Dataset records
[Start]

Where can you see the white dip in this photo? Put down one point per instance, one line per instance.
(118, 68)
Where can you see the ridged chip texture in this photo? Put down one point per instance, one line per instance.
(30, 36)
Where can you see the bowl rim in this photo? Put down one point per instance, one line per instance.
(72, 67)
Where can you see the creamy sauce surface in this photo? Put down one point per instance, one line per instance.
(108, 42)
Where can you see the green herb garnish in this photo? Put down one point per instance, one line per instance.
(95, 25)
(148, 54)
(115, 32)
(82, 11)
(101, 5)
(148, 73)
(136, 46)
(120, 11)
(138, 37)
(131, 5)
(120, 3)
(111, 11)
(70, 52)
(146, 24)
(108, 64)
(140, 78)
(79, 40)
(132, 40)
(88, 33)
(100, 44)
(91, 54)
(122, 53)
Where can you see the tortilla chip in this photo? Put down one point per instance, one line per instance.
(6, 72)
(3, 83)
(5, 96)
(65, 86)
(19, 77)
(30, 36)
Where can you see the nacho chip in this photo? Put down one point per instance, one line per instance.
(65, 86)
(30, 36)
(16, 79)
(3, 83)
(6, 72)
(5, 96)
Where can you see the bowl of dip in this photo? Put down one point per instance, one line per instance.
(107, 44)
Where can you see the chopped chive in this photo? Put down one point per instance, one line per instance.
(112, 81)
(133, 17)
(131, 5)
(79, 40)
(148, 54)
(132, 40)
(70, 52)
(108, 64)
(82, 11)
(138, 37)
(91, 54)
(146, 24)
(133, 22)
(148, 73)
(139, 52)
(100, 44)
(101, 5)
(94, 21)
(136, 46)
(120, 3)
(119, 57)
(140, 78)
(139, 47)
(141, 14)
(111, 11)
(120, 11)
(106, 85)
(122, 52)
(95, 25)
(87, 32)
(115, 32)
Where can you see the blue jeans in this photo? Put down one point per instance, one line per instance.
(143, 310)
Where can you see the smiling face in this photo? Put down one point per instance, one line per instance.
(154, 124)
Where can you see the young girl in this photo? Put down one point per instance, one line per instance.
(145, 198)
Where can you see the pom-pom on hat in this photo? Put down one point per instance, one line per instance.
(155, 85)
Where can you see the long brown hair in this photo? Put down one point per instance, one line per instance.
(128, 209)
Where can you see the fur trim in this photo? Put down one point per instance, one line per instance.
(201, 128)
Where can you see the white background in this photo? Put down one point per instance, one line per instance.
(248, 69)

[End]

* STATED EXERCISE
Replace every "Put down" in the material above with "Mark", keeping all other text unchanged.

* RESULT FOR THIS EXERCISE
Where can you see the white dip in this photo? Mark one point per instance, one line per instance.
(118, 68)
Where can you see the ridged chip texture in this photo? Mark one point per instance, one line per instance.
(30, 36)
Where can you see the bowl rim in this photo? Mark one point per instance, one line per instance.
(72, 67)
Where can you see the creamy sauce surface in this photo? Mark one point per instance, one line per instance.
(108, 42)
Where can you see the green herb garnish in this photo? Mark one point per instance, one line per instance.
(95, 25)
(148, 54)
(115, 32)
(82, 11)
(101, 5)
(148, 73)
(136, 46)
(120, 11)
(138, 37)
(131, 5)
(120, 3)
(111, 11)
(70, 52)
(146, 24)
(108, 64)
(140, 78)
(79, 40)
(132, 40)
(88, 33)
(100, 44)
(91, 54)
(122, 53)
Where can you see the tortilla chip in this photo? Mark one point per instance, one line per instance.
(6, 72)
(3, 83)
(5, 96)
(65, 86)
(19, 77)
(30, 36)
Where can you see the nacho chip in this photo? Mark one point per instance, one line per instance.
(65, 86)
(30, 36)
(16, 79)
(3, 83)
(6, 72)
(5, 96)
Where can you see the bowl of dip in this photo? Mark one point per instance, one line per instance.
(107, 44)
Where can you see the chopped chive in this photo? Mark one point per instance, one line per instance.
(112, 81)
(133, 17)
(131, 5)
(79, 40)
(148, 54)
(132, 40)
(70, 52)
(108, 64)
(82, 11)
(138, 37)
(91, 54)
(146, 24)
(133, 22)
(148, 73)
(139, 52)
(100, 44)
(101, 5)
(94, 21)
(136, 46)
(120, 3)
(119, 57)
(140, 78)
(139, 47)
(141, 14)
(111, 11)
(120, 11)
(106, 85)
(122, 52)
(95, 25)
(87, 32)
(115, 32)
Where can you see the blue jeans in this photo? Mark one point per instance, one line per instance.
(143, 310)
Where can you see the smiling face in this photo? Mark one point per instance, one line per instance.
(154, 124)
Where can you see the young girl in this photo? Mark one point per instance, one line per instance.
(145, 198)
Where can you see the pom-pom on hat in this photo? Mark one point per instance, one line per instance.
(155, 85)
Where can you see the long brown hair in this photo? Mark one point per instance, one line per instance.
(128, 209)
Where can you see the fur trim in this photo? Mark one point per instance, one line per instance.
(201, 128)
Where can you see the white background in this photo? Mark one point per instance, one line per instance.
(248, 69)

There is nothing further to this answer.